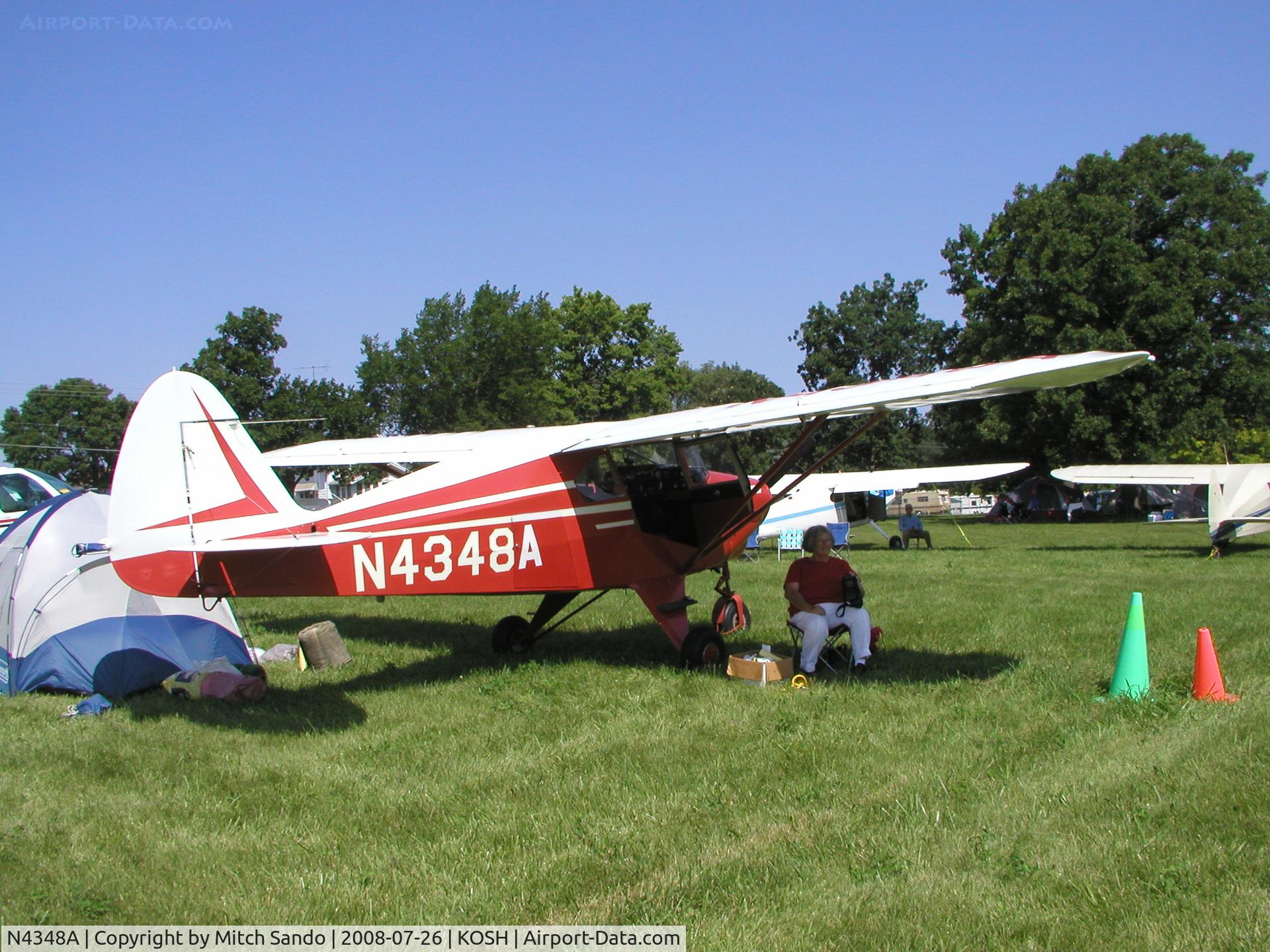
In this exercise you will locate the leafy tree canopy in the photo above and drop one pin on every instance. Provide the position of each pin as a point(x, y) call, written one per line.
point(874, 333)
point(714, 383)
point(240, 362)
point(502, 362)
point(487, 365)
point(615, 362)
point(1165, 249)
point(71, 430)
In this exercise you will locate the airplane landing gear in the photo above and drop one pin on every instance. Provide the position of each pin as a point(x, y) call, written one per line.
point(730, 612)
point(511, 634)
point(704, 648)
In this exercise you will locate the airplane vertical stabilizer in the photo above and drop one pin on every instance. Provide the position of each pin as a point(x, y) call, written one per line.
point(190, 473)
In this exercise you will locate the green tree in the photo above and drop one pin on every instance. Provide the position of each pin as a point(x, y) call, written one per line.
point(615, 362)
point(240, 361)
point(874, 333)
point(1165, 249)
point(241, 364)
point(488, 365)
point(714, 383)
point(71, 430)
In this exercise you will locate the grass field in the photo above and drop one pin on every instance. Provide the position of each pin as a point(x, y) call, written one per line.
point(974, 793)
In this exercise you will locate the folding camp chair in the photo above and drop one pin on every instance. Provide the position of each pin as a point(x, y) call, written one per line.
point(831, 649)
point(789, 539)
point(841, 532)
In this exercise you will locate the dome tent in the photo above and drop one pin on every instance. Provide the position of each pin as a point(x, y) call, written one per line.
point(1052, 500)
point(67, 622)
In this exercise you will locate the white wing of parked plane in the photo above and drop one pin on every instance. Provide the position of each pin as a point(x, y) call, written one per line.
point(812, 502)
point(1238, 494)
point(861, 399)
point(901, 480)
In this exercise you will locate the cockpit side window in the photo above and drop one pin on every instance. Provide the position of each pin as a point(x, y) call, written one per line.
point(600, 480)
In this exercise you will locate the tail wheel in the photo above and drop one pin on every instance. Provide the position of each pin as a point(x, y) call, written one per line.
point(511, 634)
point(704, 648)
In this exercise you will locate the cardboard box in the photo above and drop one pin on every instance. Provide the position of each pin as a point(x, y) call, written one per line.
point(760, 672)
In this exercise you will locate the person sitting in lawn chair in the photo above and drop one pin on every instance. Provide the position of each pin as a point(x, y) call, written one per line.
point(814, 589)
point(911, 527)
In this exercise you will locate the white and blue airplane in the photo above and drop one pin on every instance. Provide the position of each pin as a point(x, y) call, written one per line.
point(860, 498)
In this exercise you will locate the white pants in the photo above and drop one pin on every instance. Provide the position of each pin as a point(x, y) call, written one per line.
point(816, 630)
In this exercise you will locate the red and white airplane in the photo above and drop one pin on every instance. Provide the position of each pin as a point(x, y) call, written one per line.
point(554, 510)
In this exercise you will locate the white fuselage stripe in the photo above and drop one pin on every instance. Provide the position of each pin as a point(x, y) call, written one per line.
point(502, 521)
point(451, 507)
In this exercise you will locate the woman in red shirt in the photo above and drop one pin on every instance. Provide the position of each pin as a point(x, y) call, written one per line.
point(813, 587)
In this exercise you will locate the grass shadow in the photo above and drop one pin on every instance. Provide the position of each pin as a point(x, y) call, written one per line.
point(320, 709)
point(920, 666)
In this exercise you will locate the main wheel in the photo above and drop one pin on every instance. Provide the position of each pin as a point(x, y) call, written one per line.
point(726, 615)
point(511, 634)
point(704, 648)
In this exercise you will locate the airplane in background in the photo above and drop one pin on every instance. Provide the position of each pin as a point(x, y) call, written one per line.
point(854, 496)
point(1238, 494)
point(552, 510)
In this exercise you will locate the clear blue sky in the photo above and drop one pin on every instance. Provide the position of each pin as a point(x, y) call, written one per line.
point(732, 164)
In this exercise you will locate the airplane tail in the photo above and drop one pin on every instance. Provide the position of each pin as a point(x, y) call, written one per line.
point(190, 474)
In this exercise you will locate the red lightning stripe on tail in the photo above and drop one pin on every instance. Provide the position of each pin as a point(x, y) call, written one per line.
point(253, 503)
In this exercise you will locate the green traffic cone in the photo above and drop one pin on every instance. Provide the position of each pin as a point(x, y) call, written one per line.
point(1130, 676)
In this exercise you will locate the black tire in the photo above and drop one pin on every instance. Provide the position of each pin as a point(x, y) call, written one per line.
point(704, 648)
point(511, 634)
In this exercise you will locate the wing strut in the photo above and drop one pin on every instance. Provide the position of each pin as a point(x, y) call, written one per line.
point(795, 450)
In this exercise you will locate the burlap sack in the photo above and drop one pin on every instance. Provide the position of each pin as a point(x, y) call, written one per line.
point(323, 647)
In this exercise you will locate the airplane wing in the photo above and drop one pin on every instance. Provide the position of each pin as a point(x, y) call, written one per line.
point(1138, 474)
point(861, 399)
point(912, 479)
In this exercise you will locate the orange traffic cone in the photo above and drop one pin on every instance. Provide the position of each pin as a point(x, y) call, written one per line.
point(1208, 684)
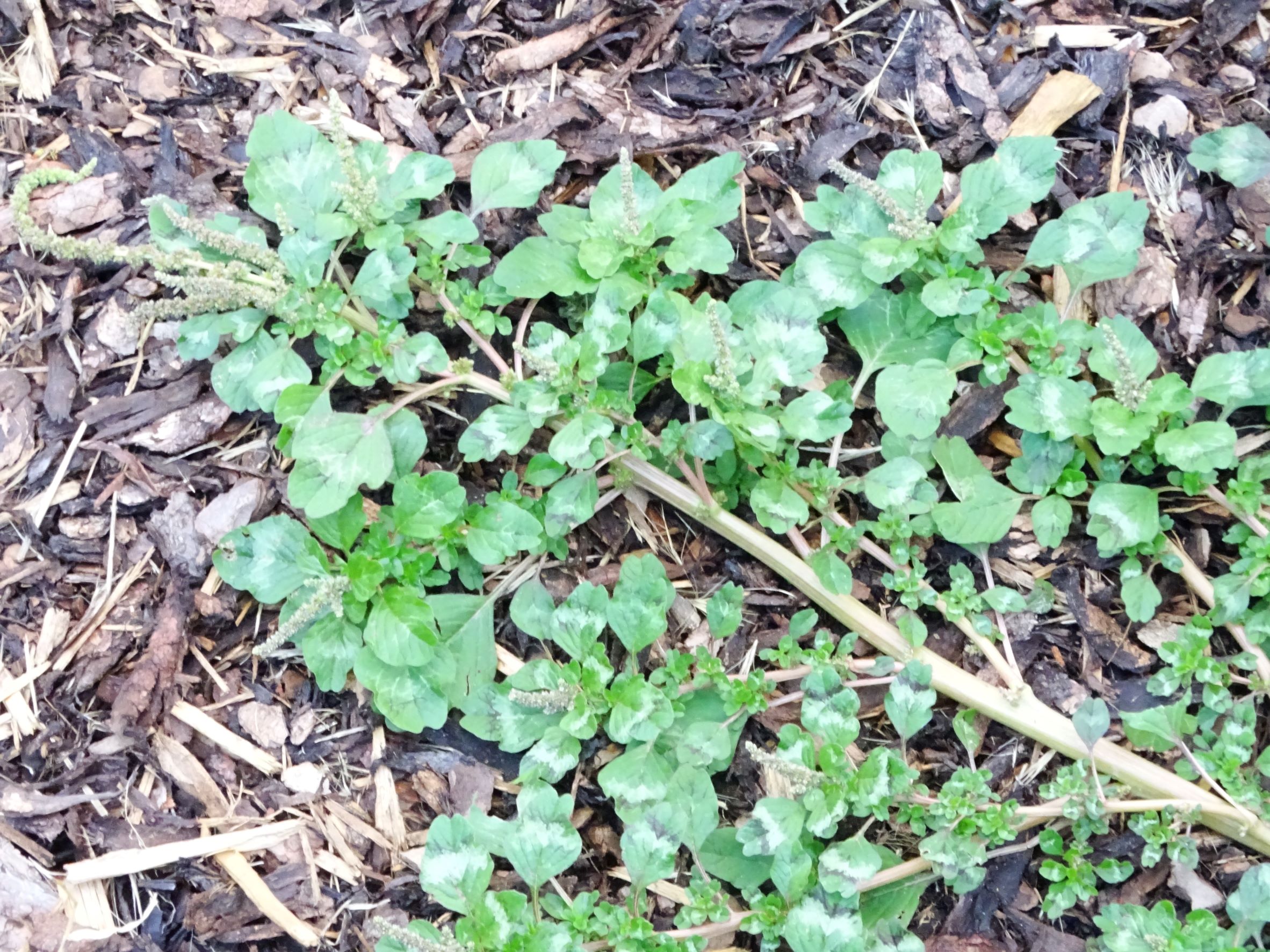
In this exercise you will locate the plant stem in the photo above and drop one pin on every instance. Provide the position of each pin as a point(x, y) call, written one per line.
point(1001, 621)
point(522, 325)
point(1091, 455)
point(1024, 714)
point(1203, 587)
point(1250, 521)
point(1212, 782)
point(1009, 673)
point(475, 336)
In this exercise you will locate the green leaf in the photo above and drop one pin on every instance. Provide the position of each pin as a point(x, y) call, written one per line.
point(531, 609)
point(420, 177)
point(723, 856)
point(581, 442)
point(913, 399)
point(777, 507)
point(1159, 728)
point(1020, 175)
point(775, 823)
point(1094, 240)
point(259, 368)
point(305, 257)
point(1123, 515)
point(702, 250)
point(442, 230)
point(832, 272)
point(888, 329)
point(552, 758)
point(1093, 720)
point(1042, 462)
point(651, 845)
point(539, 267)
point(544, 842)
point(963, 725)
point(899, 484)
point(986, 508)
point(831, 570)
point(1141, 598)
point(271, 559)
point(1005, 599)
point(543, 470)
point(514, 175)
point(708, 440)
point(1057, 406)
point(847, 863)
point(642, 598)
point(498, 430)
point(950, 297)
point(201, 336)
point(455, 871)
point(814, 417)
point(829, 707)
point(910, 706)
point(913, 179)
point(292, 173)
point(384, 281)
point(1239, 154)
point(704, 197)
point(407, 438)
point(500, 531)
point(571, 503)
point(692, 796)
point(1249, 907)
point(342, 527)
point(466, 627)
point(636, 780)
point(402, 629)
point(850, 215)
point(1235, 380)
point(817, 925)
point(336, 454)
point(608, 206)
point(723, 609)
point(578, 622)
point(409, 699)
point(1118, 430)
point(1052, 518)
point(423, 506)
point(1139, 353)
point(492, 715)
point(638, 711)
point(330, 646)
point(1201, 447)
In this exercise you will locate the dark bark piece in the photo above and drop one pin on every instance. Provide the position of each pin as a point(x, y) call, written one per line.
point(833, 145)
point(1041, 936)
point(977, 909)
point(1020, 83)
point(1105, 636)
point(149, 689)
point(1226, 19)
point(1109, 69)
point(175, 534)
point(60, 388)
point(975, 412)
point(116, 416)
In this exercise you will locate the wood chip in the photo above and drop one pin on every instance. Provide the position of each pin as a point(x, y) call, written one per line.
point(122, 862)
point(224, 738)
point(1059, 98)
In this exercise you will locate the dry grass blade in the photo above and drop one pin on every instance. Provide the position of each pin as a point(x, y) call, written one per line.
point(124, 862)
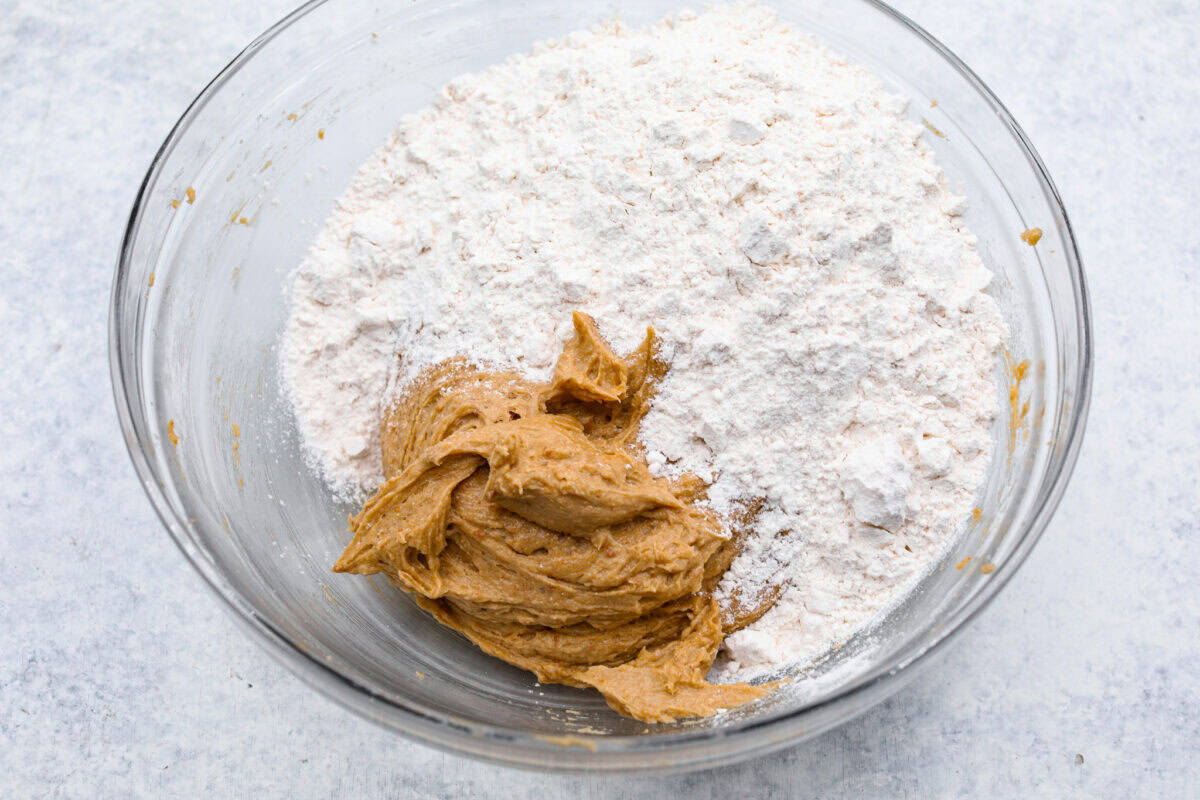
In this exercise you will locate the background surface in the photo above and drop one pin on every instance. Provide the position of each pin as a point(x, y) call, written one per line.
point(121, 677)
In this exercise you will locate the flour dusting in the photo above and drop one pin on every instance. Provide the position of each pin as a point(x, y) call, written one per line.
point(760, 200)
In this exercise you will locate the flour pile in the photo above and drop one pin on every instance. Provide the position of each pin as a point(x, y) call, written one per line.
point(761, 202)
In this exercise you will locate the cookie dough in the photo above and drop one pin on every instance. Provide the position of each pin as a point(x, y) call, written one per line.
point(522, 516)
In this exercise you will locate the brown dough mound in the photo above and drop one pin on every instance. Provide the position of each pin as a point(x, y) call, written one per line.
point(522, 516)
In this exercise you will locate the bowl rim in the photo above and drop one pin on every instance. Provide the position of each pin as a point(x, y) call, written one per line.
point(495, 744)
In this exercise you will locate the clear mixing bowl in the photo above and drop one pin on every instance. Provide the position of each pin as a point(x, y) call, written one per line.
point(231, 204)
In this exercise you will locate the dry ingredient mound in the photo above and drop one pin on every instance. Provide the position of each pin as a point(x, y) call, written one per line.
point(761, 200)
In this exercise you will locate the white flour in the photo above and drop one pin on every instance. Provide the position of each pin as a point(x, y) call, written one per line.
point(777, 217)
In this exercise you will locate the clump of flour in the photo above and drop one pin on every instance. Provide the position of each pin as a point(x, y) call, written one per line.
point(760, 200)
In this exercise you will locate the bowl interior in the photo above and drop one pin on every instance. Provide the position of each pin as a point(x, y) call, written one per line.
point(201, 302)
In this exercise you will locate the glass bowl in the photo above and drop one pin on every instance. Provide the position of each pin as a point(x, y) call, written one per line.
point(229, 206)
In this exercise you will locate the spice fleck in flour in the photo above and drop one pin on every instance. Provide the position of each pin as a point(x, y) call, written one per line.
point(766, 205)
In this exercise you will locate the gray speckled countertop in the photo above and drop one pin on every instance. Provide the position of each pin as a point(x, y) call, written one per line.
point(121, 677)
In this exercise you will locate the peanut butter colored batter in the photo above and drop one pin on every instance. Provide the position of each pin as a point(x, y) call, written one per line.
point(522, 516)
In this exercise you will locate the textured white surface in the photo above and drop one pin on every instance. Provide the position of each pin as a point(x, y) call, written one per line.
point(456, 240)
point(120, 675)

## Exercise brief
Output consists of exactly the lines from the one containing "In this exercise you will locate the spice" to the end of the records above, retyped without change and with nothing extra.

## Output
In this exercise you will locate the spice fleck in flour in the photo above and drop one pin on every instance. Provide the position of each pin as a point(x, y) call, written one per line.
point(766, 205)
In this exercise you will locate the gray speckled countertop in the photo above and drop one pin on every instance. Provide the position of each pin as a point(x, y) call, written one per line.
point(121, 677)
In this exercise you will locate the peanut butter colored batter in the photo above and drop one pin on every instance. Provide the position of each pin as a point(x, y) call, written one per line.
point(522, 516)
In this exercise you will locate the textured white surface in the photo above and drop one pin on every instance. Provide the position of each pin as a point(x, y) call, written one per line.
point(456, 240)
point(120, 675)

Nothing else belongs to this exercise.